[Begin Provided information]

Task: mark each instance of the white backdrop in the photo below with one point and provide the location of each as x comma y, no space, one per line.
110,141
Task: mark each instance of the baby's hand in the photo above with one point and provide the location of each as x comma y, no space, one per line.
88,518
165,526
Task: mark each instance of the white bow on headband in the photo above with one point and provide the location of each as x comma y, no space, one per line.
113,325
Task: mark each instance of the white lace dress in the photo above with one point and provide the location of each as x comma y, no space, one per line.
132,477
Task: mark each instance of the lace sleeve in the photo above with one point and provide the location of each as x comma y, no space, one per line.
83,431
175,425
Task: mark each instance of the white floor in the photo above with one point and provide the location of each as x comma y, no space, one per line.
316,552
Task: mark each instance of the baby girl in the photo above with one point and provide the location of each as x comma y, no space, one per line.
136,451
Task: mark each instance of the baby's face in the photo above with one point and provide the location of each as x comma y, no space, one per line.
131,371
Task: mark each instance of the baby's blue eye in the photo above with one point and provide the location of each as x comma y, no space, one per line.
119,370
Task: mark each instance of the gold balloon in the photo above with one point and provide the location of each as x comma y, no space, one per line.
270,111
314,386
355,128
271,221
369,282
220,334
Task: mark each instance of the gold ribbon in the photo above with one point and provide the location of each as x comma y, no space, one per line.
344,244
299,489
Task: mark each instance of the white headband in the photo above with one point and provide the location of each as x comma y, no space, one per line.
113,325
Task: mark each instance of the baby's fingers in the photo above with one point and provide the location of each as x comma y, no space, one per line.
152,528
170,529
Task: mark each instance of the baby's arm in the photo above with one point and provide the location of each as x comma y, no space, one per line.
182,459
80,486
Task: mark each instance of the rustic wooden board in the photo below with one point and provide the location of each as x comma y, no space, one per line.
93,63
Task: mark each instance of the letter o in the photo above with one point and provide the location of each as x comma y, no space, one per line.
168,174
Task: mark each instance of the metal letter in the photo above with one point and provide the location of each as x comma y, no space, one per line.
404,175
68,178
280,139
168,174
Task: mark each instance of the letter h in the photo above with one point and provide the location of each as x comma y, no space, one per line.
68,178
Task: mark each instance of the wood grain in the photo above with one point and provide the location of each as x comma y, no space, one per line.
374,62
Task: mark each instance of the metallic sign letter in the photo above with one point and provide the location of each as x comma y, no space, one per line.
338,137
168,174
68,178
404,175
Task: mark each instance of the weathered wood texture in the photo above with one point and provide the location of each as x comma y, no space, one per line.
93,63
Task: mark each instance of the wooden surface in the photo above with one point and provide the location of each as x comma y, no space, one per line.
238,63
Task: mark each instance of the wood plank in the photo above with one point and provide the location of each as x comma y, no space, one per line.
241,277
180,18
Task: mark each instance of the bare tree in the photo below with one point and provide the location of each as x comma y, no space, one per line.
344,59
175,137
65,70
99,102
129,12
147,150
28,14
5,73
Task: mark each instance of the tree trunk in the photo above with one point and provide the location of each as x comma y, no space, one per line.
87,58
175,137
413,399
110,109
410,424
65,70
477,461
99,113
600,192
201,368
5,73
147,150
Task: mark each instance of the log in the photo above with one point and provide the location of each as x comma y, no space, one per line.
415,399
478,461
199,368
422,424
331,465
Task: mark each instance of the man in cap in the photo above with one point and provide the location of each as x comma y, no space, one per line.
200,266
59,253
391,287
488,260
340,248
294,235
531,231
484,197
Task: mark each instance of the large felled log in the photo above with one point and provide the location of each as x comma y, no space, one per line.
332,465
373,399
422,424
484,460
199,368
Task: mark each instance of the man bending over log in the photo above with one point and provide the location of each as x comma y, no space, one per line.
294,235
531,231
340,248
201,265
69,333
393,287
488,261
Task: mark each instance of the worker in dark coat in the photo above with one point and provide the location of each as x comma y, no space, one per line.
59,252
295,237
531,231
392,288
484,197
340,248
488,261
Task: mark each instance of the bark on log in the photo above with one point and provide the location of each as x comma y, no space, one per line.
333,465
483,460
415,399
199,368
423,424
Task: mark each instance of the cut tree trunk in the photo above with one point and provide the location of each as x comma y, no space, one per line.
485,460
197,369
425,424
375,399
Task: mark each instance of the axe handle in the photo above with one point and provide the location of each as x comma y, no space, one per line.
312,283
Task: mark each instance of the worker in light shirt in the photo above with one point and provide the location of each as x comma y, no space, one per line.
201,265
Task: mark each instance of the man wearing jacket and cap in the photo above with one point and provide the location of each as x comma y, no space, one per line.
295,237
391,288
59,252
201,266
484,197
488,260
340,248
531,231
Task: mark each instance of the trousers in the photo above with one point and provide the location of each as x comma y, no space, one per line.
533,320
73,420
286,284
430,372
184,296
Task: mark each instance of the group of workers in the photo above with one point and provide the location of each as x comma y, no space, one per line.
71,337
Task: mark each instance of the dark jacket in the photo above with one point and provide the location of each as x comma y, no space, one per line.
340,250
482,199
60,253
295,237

[End Provided information]

**Direction**
Reproduce, exactly and with nothing added, the lines from the one that includes "Task: mark each instance of the man wearing" through the last line of the material.

**Task answer**
Task: mark each instance of the man wearing jacket and cap in the photo above with one point and provide the location of each as x comma y, no space, one per line.
295,237
391,288
59,252
201,266
484,197
488,260
340,248
531,231
Task: mark each instance of the trousers in the photo above with one point and provide the location of each as x comma y, no space, one per line.
533,320
73,420
286,284
430,372
184,296
Task: mark each instance of the group of workers in the photo above with one point and provide the location of each as x comma y, no space, one per line.
71,337
Task: mark each instance of the dark jacket in the photo above with one point and provide the location of each as x comma y, no space, one per line.
340,250
482,199
60,253
295,237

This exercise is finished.